** Opening EXERCISE INPUT block **

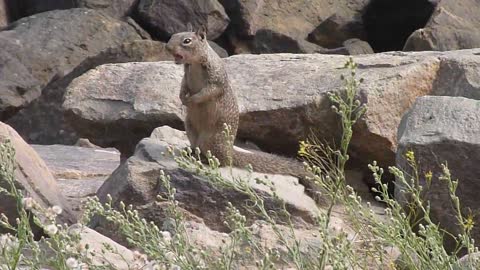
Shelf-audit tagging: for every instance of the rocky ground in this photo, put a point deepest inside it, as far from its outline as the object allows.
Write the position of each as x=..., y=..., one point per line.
x=87, y=84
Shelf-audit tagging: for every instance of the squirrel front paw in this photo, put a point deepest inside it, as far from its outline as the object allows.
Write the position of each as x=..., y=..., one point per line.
x=184, y=99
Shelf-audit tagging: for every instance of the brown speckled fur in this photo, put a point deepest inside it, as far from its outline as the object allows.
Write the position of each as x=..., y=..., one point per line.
x=211, y=102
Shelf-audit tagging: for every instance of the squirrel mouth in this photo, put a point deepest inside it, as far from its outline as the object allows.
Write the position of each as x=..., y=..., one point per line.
x=178, y=58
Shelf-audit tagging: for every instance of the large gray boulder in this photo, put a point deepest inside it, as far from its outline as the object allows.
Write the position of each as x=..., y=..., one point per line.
x=282, y=98
x=43, y=122
x=136, y=182
x=79, y=171
x=3, y=14
x=45, y=47
x=283, y=26
x=454, y=25
x=166, y=17
x=444, y=130
x=32, y=178
x=114, y=8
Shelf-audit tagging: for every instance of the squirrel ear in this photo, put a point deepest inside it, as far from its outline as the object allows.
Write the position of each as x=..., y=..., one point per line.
x=202, y=32
x=189, y=27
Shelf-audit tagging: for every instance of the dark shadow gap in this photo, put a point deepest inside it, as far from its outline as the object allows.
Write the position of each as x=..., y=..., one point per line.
x=389, y=23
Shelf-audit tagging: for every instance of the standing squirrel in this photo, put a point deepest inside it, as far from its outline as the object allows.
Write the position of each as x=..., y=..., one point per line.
x=211, y=103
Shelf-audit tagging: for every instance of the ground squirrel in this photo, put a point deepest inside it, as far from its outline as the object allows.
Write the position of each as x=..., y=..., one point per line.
x=210, y=101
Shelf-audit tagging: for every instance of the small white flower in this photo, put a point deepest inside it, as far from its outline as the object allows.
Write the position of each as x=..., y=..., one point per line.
x=28, y=203
x=170, y=256
x=57, y=209
x=72, y=263
x=166, y=236
x=175, y=267
x=51, y=229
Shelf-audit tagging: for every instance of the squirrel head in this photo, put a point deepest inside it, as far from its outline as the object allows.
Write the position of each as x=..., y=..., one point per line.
x=188, y=47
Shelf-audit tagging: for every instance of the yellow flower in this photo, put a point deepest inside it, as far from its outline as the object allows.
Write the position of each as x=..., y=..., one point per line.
x=410, y=156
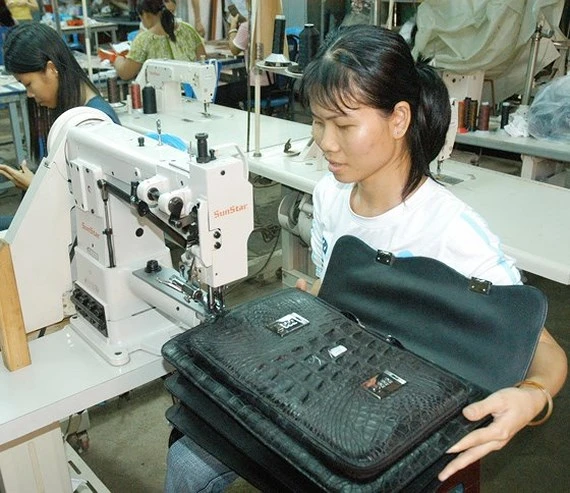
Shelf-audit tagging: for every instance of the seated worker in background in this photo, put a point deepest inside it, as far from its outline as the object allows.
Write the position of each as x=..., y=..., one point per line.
x=235, y=94
x=380, y=118
x=171, y=5
x=39, y=58
x=22, y=10
x=164, y=38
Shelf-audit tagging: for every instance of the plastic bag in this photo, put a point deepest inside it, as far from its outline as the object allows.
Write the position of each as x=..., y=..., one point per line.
x=549, y=113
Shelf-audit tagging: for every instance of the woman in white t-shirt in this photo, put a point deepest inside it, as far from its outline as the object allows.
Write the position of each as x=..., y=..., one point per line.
x=380, y=118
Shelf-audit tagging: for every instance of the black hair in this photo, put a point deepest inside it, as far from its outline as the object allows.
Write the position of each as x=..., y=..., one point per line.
x=156, y=7
x=28, y=48
x=6, y=19
x=373, y=66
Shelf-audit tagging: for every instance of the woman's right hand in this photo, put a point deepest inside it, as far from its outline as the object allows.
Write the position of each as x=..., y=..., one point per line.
x=21, y=178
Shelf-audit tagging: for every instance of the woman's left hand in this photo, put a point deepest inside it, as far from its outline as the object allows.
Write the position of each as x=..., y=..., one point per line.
x=512, y=409
x=22, y=178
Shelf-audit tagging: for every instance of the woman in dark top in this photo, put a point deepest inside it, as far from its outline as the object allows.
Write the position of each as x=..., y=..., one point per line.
x=39, y=58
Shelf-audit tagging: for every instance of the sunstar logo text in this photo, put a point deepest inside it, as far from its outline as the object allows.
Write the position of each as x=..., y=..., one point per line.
x=229, y=211
x=90, y=230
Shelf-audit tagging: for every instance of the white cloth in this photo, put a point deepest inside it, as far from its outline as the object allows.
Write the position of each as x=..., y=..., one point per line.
x=431, y=223
x=491, y=35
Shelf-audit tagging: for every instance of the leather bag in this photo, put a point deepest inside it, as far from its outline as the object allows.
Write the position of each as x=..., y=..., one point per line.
x=355, y=401
x=485, y=333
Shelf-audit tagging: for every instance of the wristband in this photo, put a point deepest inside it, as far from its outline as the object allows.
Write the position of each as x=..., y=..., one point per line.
x=549, y=404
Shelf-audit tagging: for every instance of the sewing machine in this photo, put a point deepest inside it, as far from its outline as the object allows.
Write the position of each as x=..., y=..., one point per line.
x=128, y=193
x=166, y=76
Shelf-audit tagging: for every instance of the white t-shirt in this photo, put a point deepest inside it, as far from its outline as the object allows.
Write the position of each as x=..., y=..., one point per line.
x=431, y=223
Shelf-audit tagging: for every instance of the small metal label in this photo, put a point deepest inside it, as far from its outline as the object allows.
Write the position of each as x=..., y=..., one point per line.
x=287, y=324
x=383, y=384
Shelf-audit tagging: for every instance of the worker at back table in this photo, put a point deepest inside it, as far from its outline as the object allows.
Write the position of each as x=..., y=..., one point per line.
x=164, y=38
x=38, y=57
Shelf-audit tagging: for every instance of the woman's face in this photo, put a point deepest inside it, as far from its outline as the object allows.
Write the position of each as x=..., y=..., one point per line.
x=358, y=143
x=42, y=85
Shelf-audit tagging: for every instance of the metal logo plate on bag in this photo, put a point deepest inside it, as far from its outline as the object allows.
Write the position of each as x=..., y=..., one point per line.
x=287, y=324
x=383, y=384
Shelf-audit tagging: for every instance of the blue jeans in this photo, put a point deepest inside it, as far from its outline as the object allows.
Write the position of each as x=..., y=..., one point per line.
x=190, y=469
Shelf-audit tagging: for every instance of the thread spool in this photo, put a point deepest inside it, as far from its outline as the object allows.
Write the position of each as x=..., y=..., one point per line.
x=461, y=117
x=113, y=95
x=135, y=91
x=149, y=100
x=484, y=115
x=309, y=41
x=473, y=105
x=505, y=109
x=278, y=34
x=277, y=58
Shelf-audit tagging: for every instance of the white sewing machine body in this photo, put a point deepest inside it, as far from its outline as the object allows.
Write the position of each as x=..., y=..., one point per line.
x=128, y=193
x=166, y=76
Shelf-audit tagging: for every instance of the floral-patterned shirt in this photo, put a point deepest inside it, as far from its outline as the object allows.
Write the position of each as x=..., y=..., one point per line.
x=361, y=6
x=147, y=45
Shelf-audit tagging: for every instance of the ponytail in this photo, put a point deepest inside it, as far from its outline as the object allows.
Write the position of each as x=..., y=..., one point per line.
x=168, y=23
x=429, y=127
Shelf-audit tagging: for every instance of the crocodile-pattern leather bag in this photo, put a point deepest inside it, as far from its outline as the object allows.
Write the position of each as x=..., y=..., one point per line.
x=356, y=401
x=483, y=332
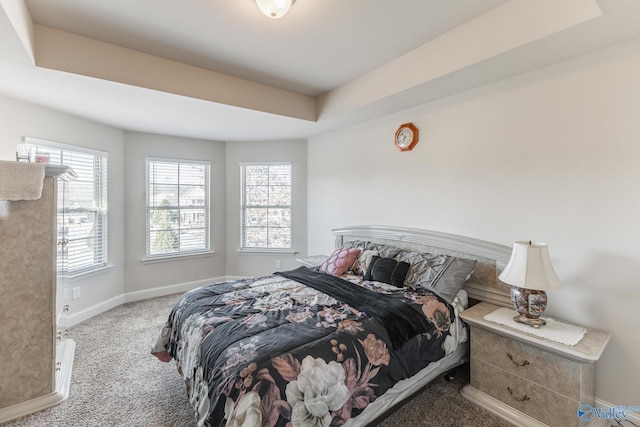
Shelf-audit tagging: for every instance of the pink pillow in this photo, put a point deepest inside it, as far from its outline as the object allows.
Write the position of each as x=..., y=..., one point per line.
x=340, y=261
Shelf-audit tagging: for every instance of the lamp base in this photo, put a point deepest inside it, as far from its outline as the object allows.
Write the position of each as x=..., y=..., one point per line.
x=536, y=323
x=530, y=304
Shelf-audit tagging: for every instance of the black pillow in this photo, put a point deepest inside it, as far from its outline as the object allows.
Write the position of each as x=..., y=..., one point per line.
x=387, y=270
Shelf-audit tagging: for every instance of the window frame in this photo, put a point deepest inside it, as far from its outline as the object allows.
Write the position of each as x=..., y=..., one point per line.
x=100, y=209
x=243, y=207
x=180, y=254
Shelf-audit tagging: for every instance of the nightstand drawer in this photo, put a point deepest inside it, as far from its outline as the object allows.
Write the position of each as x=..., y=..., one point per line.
x=543, y=368
x=534, y=400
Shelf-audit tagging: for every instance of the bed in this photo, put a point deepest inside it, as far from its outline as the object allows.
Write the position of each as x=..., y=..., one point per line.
x=338, y=343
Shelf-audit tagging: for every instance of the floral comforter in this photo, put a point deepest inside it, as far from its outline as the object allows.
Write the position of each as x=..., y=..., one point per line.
x=272, y=351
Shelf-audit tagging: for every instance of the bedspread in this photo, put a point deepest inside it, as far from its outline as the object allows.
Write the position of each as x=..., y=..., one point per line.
x=272, y=351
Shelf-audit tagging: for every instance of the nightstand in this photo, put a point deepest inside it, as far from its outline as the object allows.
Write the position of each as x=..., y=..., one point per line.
x=527, y=380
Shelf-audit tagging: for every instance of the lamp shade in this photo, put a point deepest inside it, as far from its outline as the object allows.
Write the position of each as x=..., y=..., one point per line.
x=530, y=267
x=274, y=8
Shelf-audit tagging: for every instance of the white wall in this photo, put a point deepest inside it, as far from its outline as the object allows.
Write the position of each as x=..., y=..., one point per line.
x=144, y=277
x=551, y=156
x=252, y=264
x=23, y=119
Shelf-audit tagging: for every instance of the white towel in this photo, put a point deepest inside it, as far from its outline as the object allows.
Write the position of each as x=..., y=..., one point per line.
x=21, y=180
x=553, y=330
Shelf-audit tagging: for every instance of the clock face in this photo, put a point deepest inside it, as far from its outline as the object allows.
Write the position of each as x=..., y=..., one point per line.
x=406, y=137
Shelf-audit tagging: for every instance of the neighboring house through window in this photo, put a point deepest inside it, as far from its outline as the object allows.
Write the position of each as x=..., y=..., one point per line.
x=177, y=207
x=266, y=206
x=82, y=204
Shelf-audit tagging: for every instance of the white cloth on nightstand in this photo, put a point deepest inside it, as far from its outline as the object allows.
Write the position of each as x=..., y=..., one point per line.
x=553, y=330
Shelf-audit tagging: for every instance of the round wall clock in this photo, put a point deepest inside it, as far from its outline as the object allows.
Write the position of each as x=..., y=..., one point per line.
x=406, y=137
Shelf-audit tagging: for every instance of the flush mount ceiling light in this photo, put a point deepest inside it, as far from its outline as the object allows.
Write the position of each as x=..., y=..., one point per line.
x=274, y=8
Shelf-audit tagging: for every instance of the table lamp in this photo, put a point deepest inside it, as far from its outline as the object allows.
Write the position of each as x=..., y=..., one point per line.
x=530, y=273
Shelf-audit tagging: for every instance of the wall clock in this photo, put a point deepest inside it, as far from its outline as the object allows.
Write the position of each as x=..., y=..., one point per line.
x=406, y=137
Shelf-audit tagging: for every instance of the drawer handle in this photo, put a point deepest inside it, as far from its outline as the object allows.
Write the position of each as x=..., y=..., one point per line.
x=525, y=362
x=519, y=399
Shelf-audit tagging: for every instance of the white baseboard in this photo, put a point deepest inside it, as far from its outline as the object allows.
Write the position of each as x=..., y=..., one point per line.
x=633, y=417
x=114, y=302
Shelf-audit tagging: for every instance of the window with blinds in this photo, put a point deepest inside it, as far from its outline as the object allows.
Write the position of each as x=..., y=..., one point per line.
x=177, y=207
x=82, y=204
x=266, y=206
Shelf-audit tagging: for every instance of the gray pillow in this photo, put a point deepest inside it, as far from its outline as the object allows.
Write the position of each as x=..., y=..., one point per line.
x=442, y=274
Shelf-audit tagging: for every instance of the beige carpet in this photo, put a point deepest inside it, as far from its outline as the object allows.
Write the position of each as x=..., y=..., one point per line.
x=116, y=382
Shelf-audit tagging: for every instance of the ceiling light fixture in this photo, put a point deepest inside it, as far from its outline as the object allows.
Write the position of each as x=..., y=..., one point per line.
x=274, y=8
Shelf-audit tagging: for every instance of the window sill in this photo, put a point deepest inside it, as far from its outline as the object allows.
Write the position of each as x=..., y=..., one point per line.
x=176, y=257
x=256, y=251
x=94, y=272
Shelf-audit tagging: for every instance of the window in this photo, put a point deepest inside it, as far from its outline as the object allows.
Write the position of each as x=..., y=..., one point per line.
x=266, y=206
x=82, y=204
x=177, y=207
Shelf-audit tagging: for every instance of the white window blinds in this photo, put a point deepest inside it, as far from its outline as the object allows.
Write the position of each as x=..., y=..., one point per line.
x=177, y=207
x=266, y=205
x=82, y=204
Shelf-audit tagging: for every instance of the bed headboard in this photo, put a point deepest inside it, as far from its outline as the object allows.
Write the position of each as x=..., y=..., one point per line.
x=491, y=258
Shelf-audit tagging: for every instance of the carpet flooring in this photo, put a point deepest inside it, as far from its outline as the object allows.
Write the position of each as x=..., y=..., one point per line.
x=116, y=382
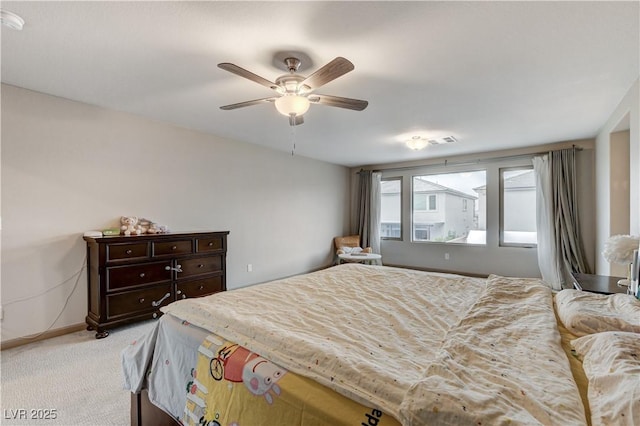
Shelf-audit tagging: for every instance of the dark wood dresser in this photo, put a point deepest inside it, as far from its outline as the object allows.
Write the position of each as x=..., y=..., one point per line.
x=131, y=277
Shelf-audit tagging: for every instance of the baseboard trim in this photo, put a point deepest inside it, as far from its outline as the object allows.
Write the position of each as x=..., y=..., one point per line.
x=42, y=336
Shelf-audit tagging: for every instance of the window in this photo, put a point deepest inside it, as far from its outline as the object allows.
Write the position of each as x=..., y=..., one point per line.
x=391, y=208
x=440, y=207
x=518, y=207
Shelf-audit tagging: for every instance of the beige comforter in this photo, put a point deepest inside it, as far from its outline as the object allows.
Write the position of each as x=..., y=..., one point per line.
x=379, y=335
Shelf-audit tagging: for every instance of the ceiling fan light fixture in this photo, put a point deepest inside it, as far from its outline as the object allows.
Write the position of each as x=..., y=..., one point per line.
x=417, y=143
x=289, y=105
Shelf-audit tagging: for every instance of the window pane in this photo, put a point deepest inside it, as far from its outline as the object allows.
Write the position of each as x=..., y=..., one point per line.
x=450, y=207
x=518, y=207
x=391, y=208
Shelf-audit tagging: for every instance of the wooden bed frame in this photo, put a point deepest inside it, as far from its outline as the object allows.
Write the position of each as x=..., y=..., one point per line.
x=144, y=413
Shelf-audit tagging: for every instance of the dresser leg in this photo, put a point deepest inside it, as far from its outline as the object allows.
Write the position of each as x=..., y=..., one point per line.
x=101, y=334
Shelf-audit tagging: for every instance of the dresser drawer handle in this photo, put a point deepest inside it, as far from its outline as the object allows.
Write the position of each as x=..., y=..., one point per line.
x=159, y=302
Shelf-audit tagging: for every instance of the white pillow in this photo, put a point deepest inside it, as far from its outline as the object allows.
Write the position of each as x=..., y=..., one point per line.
x=611, y=362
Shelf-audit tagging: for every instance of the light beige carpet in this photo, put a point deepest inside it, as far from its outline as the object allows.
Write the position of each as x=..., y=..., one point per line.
x=74, y=376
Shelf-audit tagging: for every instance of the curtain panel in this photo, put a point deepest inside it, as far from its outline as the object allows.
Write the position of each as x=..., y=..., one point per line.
x=368, y=211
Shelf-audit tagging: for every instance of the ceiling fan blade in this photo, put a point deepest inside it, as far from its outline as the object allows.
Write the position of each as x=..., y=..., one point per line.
x=247, y=103
x=337, y=101
x=232, y=68
x=334, y=69
x=296, y=120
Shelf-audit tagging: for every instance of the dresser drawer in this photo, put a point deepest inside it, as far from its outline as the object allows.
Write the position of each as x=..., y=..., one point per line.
x=135, y=251
x=209, y=244
x=138, y=301
x=119, y=277
x=176, y=247
x=200, y=265
x=199, y=287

** Closing EXERCISE INPUT block **

#### [WHAT IS BEING ASKED]
Go through the listing, find each line with the word "drawer", and copy it.

#### [SOLUTION]
Shelf-audit tagging: for every instance of the nightstand drawer in this photo, put a point deepest inside it, as far from its outline as the object allows.
Shelf-audit tagging: for every instance of the drawer handle in this photo, put a point deepest inside it, as far from its outline as the object allows.
Shelf-audit tagging: for every instance of the dresser drawer handle in this photo, put a point deepest inside it, as far from its outline as the object allows.
Shelf-audit tagging: for every instance of the dresser drawer in this photo, put a point deepest inside it, as far from its outline as the object allows.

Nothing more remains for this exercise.